**Document text:**
On March 14, 2011, the Company entered into a Securities Purchase Agreement with seven institutional investors (the “Buyers”). Pursuant thereto, on March 17, 2011 the Company sold to the Buyers 5,200,000 shares of the Company’s common stock at a price of $2.064 per share for an aggregate purchase price of $10,732,800. On March 17, 2011 the Company also issued warrants to the Buyers to purchase up to 3,900,000 shares of common stock at an exercise price of $2.6058 per share. The Buyers are accredited investors and the offer and sale of the shares and the warrants was exempt from registration under Rule 506 promulgated under Section 4(2) of the Act. The Company has agreed to register the shares and the shares underlying the warrants for resale under the Act until the earlier of (i) the date as of which the Buyers may sell all of the securities covered by such registration statement without restriction pursuant to Rule 144 promulgated under the Act, or (ii) the date on which the Buyers shall have sold all of the securities covered by such registration statement. The Company is obligated to use its best efforts to cause the SEC to declare the Registration Statement effective within 90 days of the closing date of the transaction (or 120 days in the event that the Registration Statement is subject to review by the SEC), and the Company is required to pay certain negotiated cash payments to the Buyers in the event that the Registration Statement is not filed within 15 days of the closing date or is not declared effective within 90 days of the closing date (or 120 days in the event that the Registration Statement is subject to review by the SEC). The Registration Statement was filed by the Company with the SEC on March 31, 2011, and declared effective by the SEC on April 29, 2011.
 
In connection with the above private placement offering, Chardan Capital Markets, LLC (“Chardan”), acted as exclusive placement agent. As compensation for its services, Chardan received cash compensation of $751,296 and warrants to purchase up to 364,000 shares of common stock at $2.6058 per share at any time within five years following the six-month and one day anniversary of the issuance of the warrants, March 17, 2011. We have agreed to register the shares underlying the warrants for resale under the Act on the same terms afforded to the Buyers.
 
The total proceeds of $10,732,800 were reduced by $1,917,122, the fair value of the warrants which are subject to liability accounting (see Note 8), and cash issuance costs of $838,705, resulting in net cash proceeds of $9,894,095 and net proceeds related to common shares of $7,976,973. The proceeds from the offering will be used primarily to support the continuation of the Company’s JumpStart Program.
 
The Company’s Board of Directors has authorized various compensation plans. Activity for these plans during the years ended June 30, 2012, 2011, and 2010 are as follows:
 
On February 12, 2007, upon recommendation of the Compensation Committee of the Board of Directors of the Company, the Board adopted the LTIP Program for each of our three then-current executive officers. The LTIP Program was intended to ensure continuity of the Company’s executive management, to encourage stock ownership by such persons, and to align the interests of executive management with those of the shareholders.

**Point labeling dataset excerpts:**
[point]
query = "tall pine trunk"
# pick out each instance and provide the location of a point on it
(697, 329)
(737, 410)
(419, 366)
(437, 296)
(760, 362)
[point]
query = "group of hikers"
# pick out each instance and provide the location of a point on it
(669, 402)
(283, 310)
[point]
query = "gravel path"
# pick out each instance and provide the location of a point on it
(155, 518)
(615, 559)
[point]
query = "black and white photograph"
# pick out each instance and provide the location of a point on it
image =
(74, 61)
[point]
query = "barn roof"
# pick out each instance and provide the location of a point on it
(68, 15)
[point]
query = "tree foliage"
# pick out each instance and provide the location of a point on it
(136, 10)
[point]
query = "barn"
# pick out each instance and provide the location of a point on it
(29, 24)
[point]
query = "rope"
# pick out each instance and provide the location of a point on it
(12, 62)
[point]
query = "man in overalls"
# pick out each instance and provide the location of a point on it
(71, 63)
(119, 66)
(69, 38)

**Exercises to complete:**
- 1) Summarize the filing excerpt in two sentences.
- 2) Output the filing excerpt word for word, everything from "On February 12, 2007, upon" down to "of the shareholders.".
The rows have no connection to the filing excerpt.

**Exercise results:**
- 1) In March 2011 the Company sold 5,200,000 shares of common stock to seven institutional investors for $10,732,800 and issued them warrants to buy up to 3,900,000 more shares, with Chardan Capital Markets, LLC acting as exclusive placement agent. After cash issuance costs of $838,705, net cash proceeds came to $9,894,095, to be used primarily to support the Company's JumpStart Program.

- 2)
On February 12, 2007, upon recommendation of the Compensation Committee of the Board of Directors of the Company, the Board adopted the LTIP Program for each of our three then-current executive officers. The LTIP Program was intended to ensure continuity of the Company’s executive management, to encourage stock ownership by such persons, and to align the interests of executive management with those of the shareholders.